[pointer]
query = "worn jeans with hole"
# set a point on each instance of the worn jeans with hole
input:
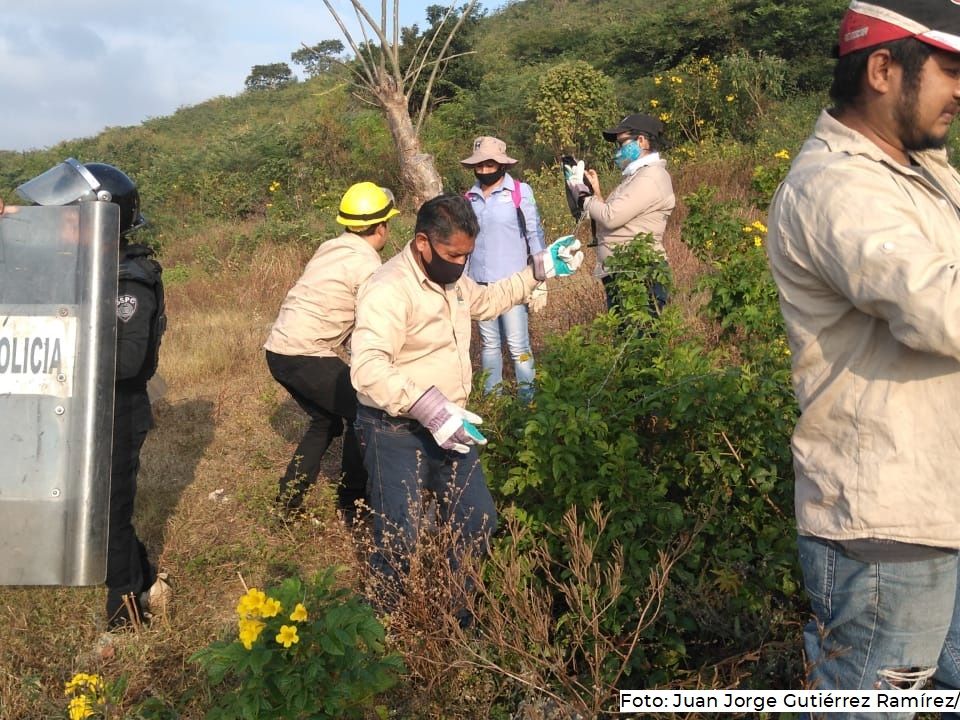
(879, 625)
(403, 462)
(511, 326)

═══

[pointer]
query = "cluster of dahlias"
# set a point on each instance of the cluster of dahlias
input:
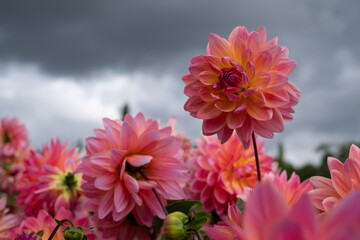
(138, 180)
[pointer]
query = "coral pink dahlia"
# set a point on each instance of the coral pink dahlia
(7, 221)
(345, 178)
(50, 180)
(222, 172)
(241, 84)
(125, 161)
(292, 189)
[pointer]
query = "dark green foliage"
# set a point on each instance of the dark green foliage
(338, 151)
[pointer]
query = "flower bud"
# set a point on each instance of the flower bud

═══

• EXERCISE GOAL:
Where the string "worn" occurs in the data, return the whole line.

• RESULT OF THIS TASK:
query = "worn jeans with hole"
# set a point on each instance of the worn jeans with hole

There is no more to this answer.